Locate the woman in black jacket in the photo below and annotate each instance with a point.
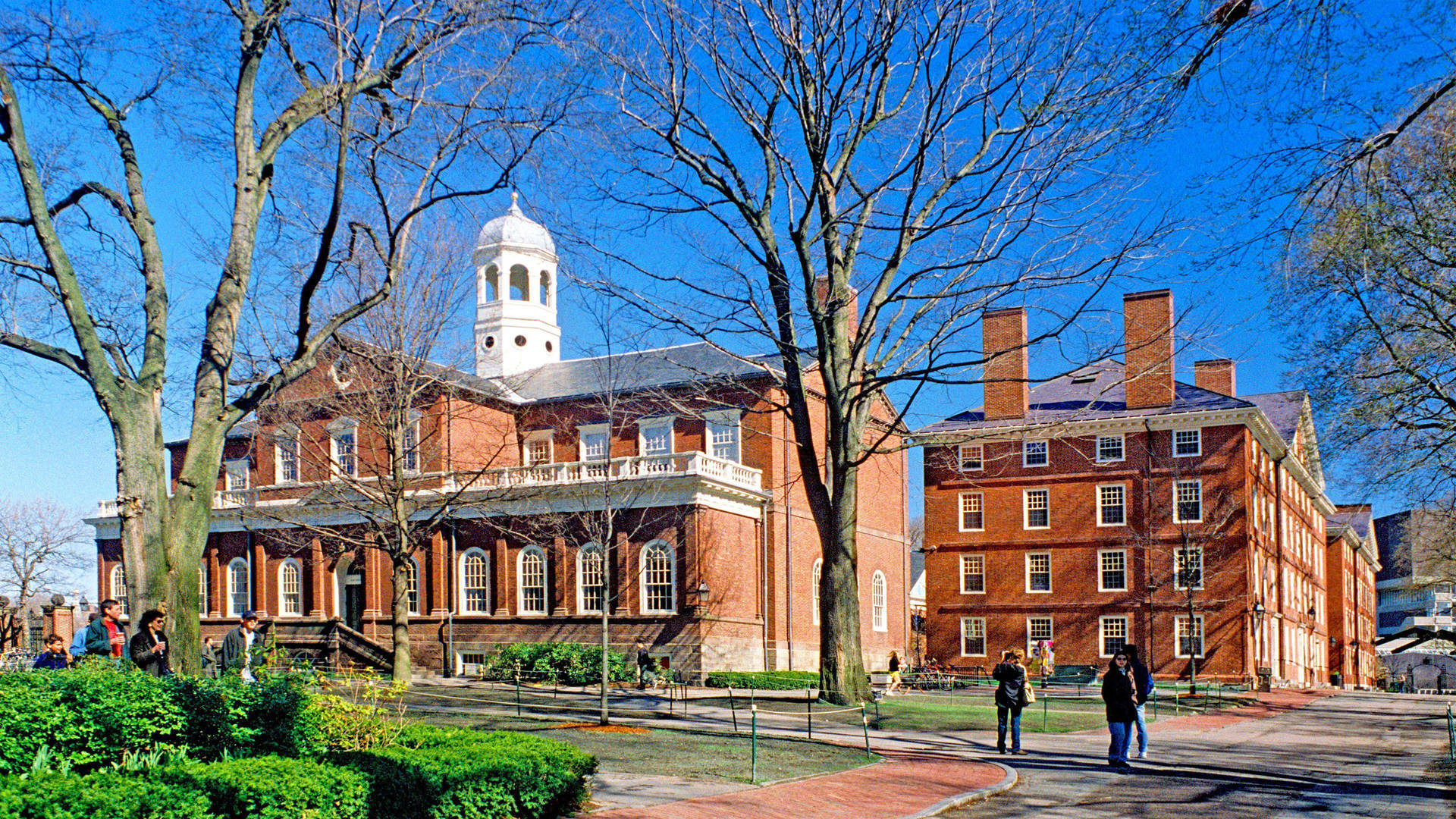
(1011, 678)
(1120, 695)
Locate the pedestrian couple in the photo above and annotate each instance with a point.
(1126, 687)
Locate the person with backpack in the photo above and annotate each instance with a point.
(1144, 681)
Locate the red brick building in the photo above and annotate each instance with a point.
(1117, 504)
(717, 553)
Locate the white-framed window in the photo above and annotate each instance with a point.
(286, 455)
(973, 512)
(1036, 509)
(1111, 570)
(475, 582)
(723, 430)
(530, 580)
(1188, 500)
(658, 579)
(1187, 444)
(1038, 632)
(1111, 504)
(118, 588)
(1034, 452)
(878, 602)
(290, 589)
(1038, 572)
(973, 575)
(973, 457)
(239, 588)
(819, 577)
(1188, 567)
(592, 579)
(1112, 634)
(1110, 449)
(973, 637)
(1188, 635)
(343, 447)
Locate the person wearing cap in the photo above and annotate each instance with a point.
(237, 646)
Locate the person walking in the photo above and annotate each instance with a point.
(1120, 697)
(149, 646)
(107, 637)
(1144, 687)
(237, 648)
(1012, 695)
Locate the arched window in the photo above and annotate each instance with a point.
(592, 579)
(118, 588)
(877, 602)
(658, 579)
(819, 576)
(239, 588)
(492, 283)
(532, 579)
(475, 582)
(290, 589)
(520, 283)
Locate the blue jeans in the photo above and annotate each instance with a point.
(1002, 717)
(1122, 738)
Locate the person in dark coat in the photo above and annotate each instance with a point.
(149, 646)
(1119, 692)
(1011, 678)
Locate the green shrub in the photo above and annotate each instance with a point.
(104, 795)
(275, 787)
(767, 681)
(463, 774)
(568, 664)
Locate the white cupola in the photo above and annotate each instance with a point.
(516, 297)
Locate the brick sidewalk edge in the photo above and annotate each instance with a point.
(1008, 781)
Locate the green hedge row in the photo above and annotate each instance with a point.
(767, 681)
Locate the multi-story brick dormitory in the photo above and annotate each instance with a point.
(715, 556)
(1117, 504)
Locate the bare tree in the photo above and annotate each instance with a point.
(344, 124)
(864, 181)
(42, 545)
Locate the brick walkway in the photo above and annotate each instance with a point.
(902, 786)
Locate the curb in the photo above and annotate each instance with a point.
(962, 799)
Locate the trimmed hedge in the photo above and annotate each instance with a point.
(463, 774)
(764, 681)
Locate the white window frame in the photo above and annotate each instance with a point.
(234, 610)
(979, 460)
(463, 599)
(672, 560)
(981, 623)
(520, 582)
(1197, 450)
(981, 502)
(1101, 504)
(878, 602)
(1030, 591)
(1180, 624)
(967, 561)
(1103, 634)
(1025, 452)
(1122, 449)
(283, 598)
(1178, 516)
(1101, 570)
(582, 577)
(1025, 509)
(718, 423)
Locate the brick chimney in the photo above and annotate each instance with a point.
(1147, 325)
(1003, 341)
(1215, 376)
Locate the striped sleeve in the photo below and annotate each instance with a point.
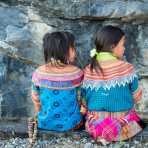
(35, 96)
(83, 109)
(136, 90)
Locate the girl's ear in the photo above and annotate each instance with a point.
(112, 47)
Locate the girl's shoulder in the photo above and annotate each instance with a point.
(112, 68)
(57, 74)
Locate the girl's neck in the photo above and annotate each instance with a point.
(103, 56)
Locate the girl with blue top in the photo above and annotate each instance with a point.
(56, 85)
(110, 89)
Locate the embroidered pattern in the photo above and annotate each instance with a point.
(107, 84)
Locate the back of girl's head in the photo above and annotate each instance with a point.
(56, 46)
(105, 40)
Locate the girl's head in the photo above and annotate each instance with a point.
(59, 48)
(108, 39)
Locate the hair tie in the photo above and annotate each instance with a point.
(93, 52)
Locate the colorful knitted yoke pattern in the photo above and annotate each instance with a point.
(116, 89)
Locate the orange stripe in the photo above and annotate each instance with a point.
(137, 95)
(128, 71)
(111, 70)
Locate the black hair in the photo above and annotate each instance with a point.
(56, 46)
(105, 39)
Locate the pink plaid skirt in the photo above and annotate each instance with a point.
(113, 126)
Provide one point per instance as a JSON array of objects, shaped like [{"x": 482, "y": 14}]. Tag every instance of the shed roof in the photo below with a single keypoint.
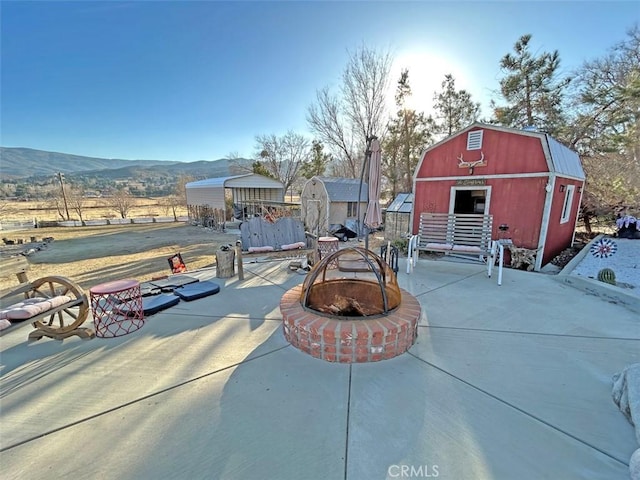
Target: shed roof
[
  {"x": 560, "y": 159},
  {"x": 403, "y": 203},
  {"x": 345, "y": 189},
  {"x": 252, "y": 180},
  {"x": 565, "y": 160}
]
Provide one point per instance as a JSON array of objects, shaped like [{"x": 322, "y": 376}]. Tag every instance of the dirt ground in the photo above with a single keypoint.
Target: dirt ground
[{"x": 93, "y": 255}]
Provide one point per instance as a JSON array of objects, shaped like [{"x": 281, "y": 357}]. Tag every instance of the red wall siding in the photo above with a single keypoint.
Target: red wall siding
[
  {"x": 504, "y": 153},
  {"x": 559, "y": 235},
  {"x": 517, "y": 202}
]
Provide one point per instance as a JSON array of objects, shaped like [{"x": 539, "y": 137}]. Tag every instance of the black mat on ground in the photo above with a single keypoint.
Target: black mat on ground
[
  {"x": 194, "y": 291},
  {"x": 174, "y": 281},
  {"x": 148, "y": 288},
  {"x": 156, "y": 303}
]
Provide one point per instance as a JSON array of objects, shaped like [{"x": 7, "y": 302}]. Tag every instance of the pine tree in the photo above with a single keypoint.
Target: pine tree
[
  {"x": 532, "y": 89},
  {"x": 407, "y": 136},
  {"x": 454, "y": 109}
]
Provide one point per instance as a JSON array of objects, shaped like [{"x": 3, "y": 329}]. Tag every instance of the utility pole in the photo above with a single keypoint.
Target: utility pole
[{"x": 64, "y": 196}]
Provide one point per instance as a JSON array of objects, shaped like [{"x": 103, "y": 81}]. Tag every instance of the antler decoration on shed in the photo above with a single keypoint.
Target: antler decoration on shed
[{"x": 478, "y": 163}]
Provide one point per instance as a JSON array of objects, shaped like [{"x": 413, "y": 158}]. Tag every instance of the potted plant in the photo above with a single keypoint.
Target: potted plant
[{"x": 628, "y": 227}]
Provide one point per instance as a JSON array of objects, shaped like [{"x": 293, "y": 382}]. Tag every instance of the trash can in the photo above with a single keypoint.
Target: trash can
[{"x": 225, "y": 263}]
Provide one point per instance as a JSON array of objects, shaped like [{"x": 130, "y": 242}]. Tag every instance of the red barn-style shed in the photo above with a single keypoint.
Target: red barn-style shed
[{"x": 525, "y": 179}]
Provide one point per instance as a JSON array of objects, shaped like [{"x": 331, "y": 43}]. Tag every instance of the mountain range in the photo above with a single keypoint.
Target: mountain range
[{"x": 22, "y": 163}]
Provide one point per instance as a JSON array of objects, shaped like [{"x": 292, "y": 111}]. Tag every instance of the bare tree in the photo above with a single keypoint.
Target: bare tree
[
  {"x": 606, "y": 128},
  {"x": 532, "y": 89},
  {"x": 122, "y": 202},
  {"x": 283, "y": 156},
  {"x": 179, "y": 196},
  {"x": 345, "y": 121},
  {"x": 454, "y": 109},
  {"x": 409, "y": 132},
  {"x": 76, "y": 200}
]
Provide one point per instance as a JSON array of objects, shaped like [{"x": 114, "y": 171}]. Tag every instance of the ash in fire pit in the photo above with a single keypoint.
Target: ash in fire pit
[
  {"x": 362, "y": 285},
  {"x": 353, "y": 313}
]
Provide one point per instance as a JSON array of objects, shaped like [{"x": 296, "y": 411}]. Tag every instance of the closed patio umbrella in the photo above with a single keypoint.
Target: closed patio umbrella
[{"x": 373, "y": 217}]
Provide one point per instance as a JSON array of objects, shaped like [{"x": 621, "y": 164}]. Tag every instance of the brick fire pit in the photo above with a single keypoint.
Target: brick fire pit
[{"x": 350, "y": 339}]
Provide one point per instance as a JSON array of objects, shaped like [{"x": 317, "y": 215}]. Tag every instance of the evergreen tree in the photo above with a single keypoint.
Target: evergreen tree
[
  {"x": 606, "y": 129},
  {"x": 532, "y": 89},
  {"x": 454, "y": 109},
  {"x": 408, "y": 134}
]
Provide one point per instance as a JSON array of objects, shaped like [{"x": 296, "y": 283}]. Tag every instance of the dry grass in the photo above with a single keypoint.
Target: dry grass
[
  {"x": 93, "y": 255},
  {"x": 95, "y": 208}
]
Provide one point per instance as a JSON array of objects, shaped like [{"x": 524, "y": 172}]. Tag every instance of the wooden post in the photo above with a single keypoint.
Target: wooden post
[
  {"x": 225, "y": 267},
  {"x": 239, "y": 255}
]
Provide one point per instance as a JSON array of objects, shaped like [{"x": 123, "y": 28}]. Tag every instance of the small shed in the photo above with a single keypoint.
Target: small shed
[
  {"x": 397, "y": 217},
  {"x": 528, "y": 181},
  {"x": 328, "y": 203},
  {"x": 212, "y": 193}
]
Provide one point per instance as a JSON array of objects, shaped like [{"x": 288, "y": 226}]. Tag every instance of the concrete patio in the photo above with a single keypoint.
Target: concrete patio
[{"x": 504, "y": 382}]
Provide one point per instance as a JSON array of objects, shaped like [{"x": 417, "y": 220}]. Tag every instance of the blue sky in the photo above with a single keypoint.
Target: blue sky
[{"x": 189, "y": 81}]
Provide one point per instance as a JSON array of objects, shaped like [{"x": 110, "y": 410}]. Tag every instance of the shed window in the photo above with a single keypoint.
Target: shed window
[
  {"x": 474, "y": 140},
  {"x": 568, "y": 202}
]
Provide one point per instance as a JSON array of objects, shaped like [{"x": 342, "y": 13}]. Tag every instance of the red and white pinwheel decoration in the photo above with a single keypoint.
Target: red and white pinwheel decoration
[{"x": 603, "y": 248}]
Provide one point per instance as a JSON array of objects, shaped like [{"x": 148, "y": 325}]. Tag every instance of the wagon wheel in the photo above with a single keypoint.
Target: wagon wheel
[{"x": 67, "y": 319}]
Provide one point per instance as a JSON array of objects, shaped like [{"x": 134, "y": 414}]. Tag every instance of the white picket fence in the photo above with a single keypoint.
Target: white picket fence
[{"x": 13, "y": 225}]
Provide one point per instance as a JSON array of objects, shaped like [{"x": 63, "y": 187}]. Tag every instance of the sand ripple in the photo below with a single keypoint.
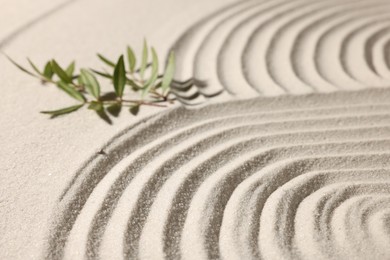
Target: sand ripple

## [PROBLEM STATEMENT]
Wherever a line holds the word "sand", copy that line out of the entries above.

## [ANSWER AREA]
Provide one point per instance as a JSON array of objects, shaped like [{"x": 63, "y": 187}]. Tag every instance of the sand ripple in the photo below with a single keypoint.
Target: sand ripple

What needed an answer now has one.